PROVIDED RECORDS
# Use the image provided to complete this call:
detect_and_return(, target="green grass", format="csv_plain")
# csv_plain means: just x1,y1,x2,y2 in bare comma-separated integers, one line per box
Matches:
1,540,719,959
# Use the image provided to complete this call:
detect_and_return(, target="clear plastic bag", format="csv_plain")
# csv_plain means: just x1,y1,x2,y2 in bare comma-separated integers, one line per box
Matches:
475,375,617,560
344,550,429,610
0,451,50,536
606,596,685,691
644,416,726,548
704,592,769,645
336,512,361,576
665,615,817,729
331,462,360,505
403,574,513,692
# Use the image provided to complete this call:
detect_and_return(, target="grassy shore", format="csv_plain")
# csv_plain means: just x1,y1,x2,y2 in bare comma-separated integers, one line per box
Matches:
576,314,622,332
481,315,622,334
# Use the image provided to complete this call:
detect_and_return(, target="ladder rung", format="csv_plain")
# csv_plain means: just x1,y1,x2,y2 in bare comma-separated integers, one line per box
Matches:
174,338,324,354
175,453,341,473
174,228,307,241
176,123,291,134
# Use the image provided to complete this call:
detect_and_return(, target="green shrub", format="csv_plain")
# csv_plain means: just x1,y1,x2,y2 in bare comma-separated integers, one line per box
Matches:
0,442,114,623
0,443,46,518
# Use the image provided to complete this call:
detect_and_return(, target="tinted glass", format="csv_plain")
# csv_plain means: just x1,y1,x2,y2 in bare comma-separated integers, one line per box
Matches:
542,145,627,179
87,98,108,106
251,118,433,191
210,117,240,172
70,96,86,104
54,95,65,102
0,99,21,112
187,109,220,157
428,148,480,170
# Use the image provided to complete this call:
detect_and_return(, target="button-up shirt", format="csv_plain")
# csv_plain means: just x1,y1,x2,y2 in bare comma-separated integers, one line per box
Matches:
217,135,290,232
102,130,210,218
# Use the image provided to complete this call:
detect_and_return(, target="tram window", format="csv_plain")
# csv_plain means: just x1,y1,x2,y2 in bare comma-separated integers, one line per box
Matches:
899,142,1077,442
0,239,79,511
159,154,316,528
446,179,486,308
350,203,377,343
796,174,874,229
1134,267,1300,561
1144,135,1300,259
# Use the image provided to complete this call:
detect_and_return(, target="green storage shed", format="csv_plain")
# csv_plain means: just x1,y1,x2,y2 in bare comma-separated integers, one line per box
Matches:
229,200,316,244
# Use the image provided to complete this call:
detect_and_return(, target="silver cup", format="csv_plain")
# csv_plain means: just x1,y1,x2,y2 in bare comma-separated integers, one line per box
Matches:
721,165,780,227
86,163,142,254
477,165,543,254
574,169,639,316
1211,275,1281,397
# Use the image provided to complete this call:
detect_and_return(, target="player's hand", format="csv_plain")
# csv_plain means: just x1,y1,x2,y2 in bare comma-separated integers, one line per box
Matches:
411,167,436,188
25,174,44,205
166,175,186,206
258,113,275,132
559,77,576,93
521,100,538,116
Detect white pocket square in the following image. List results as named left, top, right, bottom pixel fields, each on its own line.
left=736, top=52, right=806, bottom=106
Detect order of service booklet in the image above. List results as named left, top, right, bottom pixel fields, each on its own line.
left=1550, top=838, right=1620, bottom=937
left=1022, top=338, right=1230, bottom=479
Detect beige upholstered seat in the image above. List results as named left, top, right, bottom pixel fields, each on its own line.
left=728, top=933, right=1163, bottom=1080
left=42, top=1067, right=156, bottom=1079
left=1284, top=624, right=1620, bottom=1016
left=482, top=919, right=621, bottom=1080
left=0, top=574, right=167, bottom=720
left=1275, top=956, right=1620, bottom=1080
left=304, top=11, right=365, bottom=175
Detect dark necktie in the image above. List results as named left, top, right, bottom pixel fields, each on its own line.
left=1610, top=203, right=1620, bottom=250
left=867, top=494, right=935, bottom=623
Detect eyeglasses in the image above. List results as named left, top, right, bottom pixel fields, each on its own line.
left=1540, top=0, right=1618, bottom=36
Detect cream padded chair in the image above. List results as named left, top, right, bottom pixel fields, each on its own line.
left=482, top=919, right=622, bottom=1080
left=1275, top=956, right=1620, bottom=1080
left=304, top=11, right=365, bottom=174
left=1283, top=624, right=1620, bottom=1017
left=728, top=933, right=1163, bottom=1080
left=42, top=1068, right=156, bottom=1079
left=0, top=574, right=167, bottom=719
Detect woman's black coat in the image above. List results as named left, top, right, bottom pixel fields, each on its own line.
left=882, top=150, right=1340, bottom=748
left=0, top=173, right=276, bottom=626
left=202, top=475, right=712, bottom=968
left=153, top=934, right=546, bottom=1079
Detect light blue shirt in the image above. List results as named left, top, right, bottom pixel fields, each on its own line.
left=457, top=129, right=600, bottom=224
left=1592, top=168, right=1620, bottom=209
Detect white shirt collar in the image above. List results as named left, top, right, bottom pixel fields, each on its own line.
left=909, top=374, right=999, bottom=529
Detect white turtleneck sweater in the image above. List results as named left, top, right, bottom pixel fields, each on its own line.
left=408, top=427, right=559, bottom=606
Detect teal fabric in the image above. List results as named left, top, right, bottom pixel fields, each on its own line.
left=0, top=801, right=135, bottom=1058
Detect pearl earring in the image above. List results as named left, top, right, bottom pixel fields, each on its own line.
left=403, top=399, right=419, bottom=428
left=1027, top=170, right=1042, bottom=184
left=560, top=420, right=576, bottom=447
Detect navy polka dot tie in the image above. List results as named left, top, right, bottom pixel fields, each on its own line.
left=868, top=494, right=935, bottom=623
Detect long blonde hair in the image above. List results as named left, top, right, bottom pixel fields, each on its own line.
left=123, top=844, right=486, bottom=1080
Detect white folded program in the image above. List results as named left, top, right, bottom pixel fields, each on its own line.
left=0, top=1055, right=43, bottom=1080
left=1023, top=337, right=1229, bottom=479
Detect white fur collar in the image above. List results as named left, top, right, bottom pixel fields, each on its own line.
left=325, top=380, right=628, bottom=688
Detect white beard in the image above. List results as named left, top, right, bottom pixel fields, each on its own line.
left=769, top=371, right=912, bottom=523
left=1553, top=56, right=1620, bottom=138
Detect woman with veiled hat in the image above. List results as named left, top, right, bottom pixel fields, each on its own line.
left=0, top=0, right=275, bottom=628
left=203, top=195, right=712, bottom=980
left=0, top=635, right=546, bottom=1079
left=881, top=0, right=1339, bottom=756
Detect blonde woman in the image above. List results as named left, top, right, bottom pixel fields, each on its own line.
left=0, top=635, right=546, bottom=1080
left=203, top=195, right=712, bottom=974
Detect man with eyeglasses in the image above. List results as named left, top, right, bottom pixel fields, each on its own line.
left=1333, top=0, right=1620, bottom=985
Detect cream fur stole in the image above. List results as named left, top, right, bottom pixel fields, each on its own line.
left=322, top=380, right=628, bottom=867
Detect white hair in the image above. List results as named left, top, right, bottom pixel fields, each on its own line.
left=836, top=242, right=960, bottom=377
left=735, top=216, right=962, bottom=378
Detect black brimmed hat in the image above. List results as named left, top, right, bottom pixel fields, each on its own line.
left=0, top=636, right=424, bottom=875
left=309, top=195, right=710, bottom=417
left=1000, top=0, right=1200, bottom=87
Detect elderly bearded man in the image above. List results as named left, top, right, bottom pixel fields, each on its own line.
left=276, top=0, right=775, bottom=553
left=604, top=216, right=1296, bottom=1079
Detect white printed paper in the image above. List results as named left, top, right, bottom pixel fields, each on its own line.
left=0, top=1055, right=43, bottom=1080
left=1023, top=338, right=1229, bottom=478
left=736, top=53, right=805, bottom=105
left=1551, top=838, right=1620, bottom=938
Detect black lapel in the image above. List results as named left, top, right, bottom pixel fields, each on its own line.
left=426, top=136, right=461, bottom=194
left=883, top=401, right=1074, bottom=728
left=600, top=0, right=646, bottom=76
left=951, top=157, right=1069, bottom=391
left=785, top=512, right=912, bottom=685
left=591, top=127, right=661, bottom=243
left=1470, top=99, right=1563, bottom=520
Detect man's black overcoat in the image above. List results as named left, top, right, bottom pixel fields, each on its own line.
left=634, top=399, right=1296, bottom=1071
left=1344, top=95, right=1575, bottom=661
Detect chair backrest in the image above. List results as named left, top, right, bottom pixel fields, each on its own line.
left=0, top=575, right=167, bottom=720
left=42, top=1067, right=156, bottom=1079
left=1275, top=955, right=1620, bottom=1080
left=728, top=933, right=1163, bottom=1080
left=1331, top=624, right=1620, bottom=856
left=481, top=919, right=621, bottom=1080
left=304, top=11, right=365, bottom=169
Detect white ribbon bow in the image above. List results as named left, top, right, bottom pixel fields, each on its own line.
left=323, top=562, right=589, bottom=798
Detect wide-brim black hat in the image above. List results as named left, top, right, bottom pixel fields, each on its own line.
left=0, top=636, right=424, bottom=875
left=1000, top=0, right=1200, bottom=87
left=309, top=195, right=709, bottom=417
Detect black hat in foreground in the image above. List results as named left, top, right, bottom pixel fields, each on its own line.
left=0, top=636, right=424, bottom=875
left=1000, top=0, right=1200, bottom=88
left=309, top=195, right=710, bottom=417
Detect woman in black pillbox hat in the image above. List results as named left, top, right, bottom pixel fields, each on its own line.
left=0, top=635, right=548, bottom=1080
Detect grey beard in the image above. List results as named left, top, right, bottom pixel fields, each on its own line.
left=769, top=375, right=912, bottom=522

BRIEF
Search the listing above for "green" and copy every line that holds it.

RESULT OF THE TASK
detect_and_return(, target="green grass", format="csv_plain")
detect_and_return(, target="green shrub", format="csv_plain")
detect_and_return(, target="green storage shed", format="csv_plain")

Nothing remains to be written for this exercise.